#### [Extrait du texte]
--------------------------------------------------
Ce type d’opération repose sur une démarche entièrement personnelle et volontaire, traduisant une volonté propre d’adhérer à la mutuelle, sans l’intermédiaire d’un contrat collectif.

La qualification juridique de l’adhérent dépend de sa situation au regard des garanties :

  • Si la personne physique adhérente est bénéficiaire des garanties, elle acquiert, à la date de sa signature, la qualité de membre participant. Elle devient ainsi à la fois bénéficiaire des garanties et membre statutaire de la mutuelle.
  • En revanche, si elle n’est pas elle-même bénéficiaire (par exemple lorsqu’elle adhère pour le compte d’un tiers), elle n’obtient que la qualité de membre honoraire. Dans ce cas, la personne physique effectivement couverte doit elle-même signer le bulletin d’adhésion pour être reconnue comme membre participant.

Cette exigence illustre le principe selon lequel la qualité de membre participant ne peut être acquise que par une personne physique bénéficiaire des garanties, et uniquement par l’effet d’un acte d’adhésion personnellement accompli. En ce sens, l’opération individuelle constitue un modèle d’adhésion fondé sur l’engagement exprès du bénéficiaire, à l’opposé de la logique à laquelle répond une opération collective.

==>Effets de l’adhésion

L’adhésion à une mutuelle produit des effets juridiques immédiats. Dès la signature du bulletin d’adhésion, et à condition que la personne physique soit bénéficiaire des garanties, celle-ci acquiert de plein droit la qualité de membre participant.

Cette qualité ne se réduit pas à la simple situation d’« assuré » : elle confère à l’adhérent un statut unique, à la fois assuré au titre du contrat mutualiste et membre actif de la mutuelle, participant à sa gouvernance.

D’une part, l’adhérent devient titulaire de droits à prestations, dans le cadre d’un régime assurantiel défini par le règlement mutualiste. Ce règlement précise la nature, l’étendue, les modalités de mise en œuvre, ainsi que les éventuelles exclusions ou limitations de garanties. Il encadre également les obligations de l’adhérent, au premier rang desquelles figure le versement régulier de la cotisation.
--------------------------------------------------
#### [Données fournies]
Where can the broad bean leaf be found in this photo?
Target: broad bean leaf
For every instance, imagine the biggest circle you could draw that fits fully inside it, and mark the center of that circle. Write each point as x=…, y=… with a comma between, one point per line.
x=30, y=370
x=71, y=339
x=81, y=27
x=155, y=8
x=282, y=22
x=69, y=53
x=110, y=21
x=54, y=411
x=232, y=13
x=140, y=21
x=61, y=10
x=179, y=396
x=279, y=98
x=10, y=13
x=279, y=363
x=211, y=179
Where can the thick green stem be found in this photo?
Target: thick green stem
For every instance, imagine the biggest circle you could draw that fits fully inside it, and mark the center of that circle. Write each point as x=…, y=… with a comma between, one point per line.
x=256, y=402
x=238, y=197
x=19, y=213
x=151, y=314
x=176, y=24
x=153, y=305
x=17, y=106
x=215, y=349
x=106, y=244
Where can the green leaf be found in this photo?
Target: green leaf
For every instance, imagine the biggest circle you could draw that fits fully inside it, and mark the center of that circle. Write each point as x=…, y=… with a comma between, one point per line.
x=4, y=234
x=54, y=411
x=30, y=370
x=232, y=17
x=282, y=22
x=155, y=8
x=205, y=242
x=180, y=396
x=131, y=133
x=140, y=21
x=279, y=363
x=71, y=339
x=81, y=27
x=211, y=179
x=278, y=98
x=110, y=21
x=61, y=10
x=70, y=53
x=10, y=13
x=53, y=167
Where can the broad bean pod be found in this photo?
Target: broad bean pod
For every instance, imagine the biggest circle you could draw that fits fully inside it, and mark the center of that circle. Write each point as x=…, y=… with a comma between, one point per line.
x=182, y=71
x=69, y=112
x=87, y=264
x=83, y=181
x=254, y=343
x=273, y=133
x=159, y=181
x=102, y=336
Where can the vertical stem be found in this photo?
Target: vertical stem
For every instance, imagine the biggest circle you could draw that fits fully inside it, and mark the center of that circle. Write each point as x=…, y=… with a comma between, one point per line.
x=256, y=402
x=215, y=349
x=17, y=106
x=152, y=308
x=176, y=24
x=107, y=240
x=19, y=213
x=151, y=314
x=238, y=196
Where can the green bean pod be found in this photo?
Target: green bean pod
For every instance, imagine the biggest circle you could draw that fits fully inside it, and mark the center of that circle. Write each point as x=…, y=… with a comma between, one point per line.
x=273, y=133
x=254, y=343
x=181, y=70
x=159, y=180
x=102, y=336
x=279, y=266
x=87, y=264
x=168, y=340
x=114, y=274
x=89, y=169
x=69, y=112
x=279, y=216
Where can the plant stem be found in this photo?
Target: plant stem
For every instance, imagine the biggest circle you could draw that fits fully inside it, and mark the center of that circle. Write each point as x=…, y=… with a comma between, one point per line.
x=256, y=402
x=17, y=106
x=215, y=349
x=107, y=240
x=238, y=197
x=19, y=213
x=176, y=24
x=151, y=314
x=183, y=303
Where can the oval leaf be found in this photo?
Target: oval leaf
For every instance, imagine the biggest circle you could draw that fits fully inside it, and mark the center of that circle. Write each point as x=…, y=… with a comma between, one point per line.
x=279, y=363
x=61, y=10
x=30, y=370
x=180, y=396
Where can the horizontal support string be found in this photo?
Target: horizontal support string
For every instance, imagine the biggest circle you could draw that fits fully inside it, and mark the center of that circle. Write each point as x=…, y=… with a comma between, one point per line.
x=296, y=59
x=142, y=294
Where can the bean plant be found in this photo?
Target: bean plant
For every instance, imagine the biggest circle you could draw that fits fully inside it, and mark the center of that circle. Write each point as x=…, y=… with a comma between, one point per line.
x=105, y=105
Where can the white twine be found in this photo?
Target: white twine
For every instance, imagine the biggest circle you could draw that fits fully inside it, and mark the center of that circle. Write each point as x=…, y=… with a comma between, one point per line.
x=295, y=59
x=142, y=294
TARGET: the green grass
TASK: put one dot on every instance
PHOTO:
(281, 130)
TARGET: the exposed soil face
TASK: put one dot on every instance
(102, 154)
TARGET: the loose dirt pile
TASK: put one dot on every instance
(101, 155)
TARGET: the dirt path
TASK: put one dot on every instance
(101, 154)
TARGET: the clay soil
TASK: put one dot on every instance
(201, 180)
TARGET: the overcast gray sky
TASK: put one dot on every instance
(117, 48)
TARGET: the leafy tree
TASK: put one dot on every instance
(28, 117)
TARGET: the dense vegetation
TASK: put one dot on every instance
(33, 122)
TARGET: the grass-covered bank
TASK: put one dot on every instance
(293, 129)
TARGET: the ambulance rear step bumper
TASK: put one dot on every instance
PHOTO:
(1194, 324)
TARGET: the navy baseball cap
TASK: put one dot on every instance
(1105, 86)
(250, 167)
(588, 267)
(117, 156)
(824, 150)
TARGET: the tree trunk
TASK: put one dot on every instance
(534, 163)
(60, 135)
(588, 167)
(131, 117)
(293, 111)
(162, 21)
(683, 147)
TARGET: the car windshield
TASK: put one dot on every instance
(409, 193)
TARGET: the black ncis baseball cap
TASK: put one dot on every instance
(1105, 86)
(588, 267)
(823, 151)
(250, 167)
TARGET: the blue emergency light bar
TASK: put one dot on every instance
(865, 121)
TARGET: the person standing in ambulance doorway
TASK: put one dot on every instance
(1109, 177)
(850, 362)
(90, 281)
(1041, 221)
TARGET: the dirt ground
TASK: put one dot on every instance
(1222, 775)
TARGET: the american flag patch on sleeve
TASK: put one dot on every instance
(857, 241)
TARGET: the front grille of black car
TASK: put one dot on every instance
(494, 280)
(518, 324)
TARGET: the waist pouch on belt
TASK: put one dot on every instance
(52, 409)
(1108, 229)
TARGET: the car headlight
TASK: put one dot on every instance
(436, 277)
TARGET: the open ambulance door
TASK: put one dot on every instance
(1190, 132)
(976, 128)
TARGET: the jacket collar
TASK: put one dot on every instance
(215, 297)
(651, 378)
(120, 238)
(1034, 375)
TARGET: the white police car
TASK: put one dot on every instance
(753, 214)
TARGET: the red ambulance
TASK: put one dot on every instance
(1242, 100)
--------------------------------------------------
#### [Consigne]
D'après la phrase commençant par « Ce règlement précise » dans l'extrait sur l'adhésion à une mutuelle, énumérez tout ce que précise le règlement mutualiste.

#### [Corrigé]
- la nature
- l'étendue
- les modalités de mise en œuvre
- les éventuelles exclusions ou limitations de garanties